[[ EXERCISE MATERIALS, beginning ]]

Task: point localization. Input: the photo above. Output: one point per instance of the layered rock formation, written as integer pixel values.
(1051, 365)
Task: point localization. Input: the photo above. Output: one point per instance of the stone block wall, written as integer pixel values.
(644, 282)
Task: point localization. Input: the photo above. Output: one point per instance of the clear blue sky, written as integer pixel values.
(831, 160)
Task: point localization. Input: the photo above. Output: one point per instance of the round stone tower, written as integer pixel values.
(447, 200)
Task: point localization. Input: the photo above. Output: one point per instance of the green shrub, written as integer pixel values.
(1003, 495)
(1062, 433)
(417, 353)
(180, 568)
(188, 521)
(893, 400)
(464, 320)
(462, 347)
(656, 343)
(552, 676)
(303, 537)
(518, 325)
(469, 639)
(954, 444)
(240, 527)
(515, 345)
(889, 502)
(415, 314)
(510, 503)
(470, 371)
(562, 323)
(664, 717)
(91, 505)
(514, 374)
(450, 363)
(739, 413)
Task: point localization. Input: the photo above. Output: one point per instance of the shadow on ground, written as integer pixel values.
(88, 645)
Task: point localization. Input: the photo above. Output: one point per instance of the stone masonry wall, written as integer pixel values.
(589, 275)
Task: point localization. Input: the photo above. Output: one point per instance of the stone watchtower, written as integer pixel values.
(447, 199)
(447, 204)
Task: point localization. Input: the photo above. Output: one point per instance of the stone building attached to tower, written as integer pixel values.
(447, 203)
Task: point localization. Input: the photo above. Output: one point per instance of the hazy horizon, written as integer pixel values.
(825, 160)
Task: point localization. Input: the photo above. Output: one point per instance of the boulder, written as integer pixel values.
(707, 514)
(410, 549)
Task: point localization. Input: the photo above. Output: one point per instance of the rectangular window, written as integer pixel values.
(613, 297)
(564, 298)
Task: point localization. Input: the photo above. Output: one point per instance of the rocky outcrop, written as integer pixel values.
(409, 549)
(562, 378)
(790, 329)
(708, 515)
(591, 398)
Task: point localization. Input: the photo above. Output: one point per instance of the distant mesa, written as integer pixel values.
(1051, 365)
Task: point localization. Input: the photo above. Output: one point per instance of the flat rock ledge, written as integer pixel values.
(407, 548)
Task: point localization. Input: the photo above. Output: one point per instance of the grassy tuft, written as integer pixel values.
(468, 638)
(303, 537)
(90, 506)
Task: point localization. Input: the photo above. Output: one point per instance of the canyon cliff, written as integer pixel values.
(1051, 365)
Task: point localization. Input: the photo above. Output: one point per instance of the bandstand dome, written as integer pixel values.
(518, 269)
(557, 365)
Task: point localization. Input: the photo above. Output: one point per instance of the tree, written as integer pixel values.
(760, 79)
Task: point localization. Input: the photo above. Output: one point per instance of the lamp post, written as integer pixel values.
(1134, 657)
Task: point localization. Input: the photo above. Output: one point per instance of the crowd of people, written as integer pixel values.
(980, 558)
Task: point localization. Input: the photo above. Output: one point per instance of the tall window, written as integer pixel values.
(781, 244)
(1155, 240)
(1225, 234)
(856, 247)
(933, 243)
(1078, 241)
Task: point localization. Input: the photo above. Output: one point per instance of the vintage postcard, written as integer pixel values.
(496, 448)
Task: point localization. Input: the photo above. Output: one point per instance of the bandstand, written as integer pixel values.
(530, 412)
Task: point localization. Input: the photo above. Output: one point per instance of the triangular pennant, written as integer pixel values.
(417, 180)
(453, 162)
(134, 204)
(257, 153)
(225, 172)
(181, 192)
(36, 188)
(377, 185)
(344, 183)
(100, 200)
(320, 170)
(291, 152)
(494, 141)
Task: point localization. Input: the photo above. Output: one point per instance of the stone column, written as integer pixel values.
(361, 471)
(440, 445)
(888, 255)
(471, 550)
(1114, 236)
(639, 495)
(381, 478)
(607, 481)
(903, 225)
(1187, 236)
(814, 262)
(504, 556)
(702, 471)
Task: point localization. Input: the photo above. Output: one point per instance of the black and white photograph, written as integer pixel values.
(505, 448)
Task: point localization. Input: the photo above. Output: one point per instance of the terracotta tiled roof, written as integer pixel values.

[[ EXERCISE MATERIALS, end ]]

▶ WHAT IS EXPECTED
In the listing above, find the line containing "pennant, written as integer pixel values.", then reproduce it and each line after it through the end, exactly and with nothing added.

▶ RESPONSE FOR THIS EXERCISE
Task: point localization. Input: the photo above. Output: one point per instance of the triangular pennant, written as integer pixel values.
(417, 180)
(453, 162)
(134, 204)
(257, 153)
(225, 172)
(181, 192)
(36, 188)
(377, 185)
(344, 183)
(100, 200)
(320, 170)
(291, 152)
(494, 141)
Task: point localization. Input: the photo above. Output: one point per instance of the stone column, written as integer pixel values.
(361, 471)
(440, 445)
(888, 255)
(471, 550)
(1114, 236)
(639, 495)
(381, 478)
(607, 481)
(903, 225)
(1187, 236)
(814, 262)
(504, 556)
(702, 471)
Task: point localization. Input: the photo above. Output: one point per instance of the black and white photograph, written as integer pixel values.
(505, 448)
Task: point localization. Input: the photo above. Output: one point per instance of the terracotta tiled roof, written as integer pixel values.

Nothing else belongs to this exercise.